====== Dataset excerpts

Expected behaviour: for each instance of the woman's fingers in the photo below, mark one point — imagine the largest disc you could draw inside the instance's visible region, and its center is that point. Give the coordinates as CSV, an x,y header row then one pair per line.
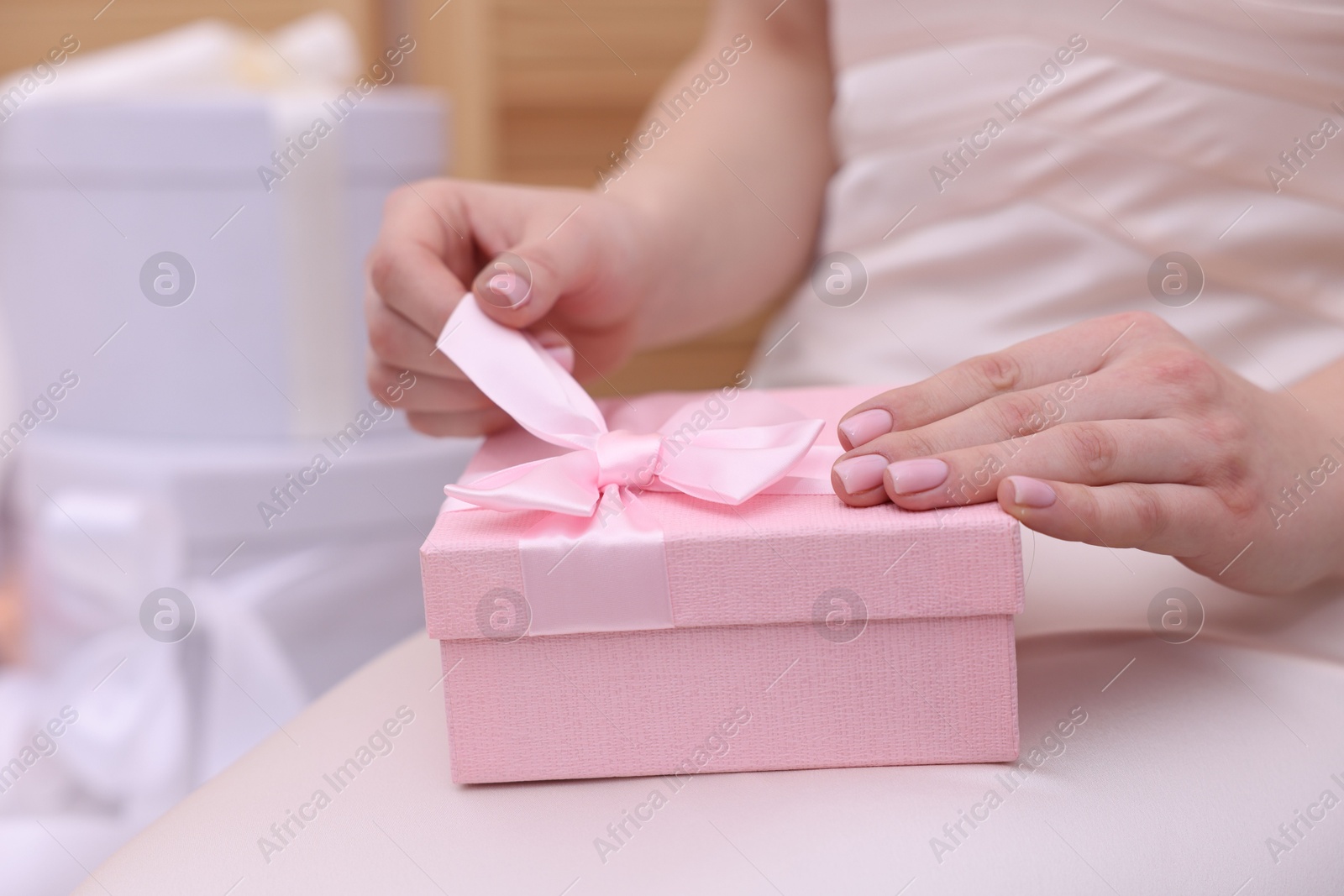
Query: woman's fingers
x,y
1179,520
1108,396
418,249
1090,452
1062,355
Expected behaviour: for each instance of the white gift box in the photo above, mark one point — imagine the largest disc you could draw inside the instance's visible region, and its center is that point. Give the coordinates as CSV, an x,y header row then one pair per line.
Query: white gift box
x,y
260,331
181,282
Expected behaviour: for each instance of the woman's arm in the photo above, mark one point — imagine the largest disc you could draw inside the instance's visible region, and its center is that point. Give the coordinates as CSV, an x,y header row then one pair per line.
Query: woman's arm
x,y
734,186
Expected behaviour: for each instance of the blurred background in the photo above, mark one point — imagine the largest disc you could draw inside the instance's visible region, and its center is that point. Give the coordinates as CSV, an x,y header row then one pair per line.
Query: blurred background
x,y
206,521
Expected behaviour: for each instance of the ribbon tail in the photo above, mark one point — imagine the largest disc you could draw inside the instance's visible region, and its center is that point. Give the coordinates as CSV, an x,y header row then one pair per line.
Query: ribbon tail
x,y
732,466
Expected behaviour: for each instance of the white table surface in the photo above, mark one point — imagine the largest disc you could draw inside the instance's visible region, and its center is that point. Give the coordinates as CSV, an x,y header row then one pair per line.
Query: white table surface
x,y
1191,757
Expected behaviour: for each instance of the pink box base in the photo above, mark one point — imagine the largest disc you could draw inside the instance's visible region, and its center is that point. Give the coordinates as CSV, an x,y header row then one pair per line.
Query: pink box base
x,y
664,701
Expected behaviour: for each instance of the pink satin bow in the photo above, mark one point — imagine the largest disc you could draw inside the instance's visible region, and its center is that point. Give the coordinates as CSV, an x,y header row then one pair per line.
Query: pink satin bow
x,y
690,453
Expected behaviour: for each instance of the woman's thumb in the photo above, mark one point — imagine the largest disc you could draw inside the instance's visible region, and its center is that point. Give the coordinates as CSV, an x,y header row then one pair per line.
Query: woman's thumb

============

**What is required:**
A single number is the answer here: how many lines above carry the string "thumb"?

**Result for this exercise:**
2